[Point localization data]

:::

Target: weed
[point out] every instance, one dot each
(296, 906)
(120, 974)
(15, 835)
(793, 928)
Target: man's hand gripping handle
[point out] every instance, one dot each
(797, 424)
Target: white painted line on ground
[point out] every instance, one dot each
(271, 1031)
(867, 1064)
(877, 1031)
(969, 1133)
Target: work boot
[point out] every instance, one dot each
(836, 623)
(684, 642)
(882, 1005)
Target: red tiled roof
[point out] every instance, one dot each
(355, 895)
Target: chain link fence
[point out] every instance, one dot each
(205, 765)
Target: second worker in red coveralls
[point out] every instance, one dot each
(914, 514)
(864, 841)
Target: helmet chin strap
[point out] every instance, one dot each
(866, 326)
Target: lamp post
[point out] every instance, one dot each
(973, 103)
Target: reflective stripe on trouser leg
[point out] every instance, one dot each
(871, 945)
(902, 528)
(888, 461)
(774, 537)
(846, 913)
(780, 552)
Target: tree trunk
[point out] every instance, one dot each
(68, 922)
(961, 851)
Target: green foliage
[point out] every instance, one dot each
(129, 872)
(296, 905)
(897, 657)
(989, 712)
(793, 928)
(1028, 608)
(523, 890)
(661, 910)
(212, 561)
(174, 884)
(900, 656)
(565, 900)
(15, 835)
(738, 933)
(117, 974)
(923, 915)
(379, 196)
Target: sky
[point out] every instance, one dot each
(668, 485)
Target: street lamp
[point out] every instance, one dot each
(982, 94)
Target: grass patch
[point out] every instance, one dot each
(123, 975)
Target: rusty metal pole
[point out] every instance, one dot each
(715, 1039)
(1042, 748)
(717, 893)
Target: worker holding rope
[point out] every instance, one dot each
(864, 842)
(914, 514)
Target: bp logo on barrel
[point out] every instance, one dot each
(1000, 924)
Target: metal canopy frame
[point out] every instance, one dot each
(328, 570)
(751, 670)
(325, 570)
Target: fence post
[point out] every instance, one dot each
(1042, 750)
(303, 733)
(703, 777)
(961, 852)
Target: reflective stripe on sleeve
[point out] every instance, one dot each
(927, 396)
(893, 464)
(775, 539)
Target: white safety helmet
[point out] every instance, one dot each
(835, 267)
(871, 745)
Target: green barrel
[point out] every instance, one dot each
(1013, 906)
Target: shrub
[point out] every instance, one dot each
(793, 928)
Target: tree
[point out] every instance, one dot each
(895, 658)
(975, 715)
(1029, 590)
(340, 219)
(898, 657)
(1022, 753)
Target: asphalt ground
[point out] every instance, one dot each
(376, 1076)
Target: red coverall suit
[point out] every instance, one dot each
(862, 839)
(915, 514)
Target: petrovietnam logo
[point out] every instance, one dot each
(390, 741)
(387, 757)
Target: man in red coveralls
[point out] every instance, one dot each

:::

State only the count of lines above that hold the string "reflective".

2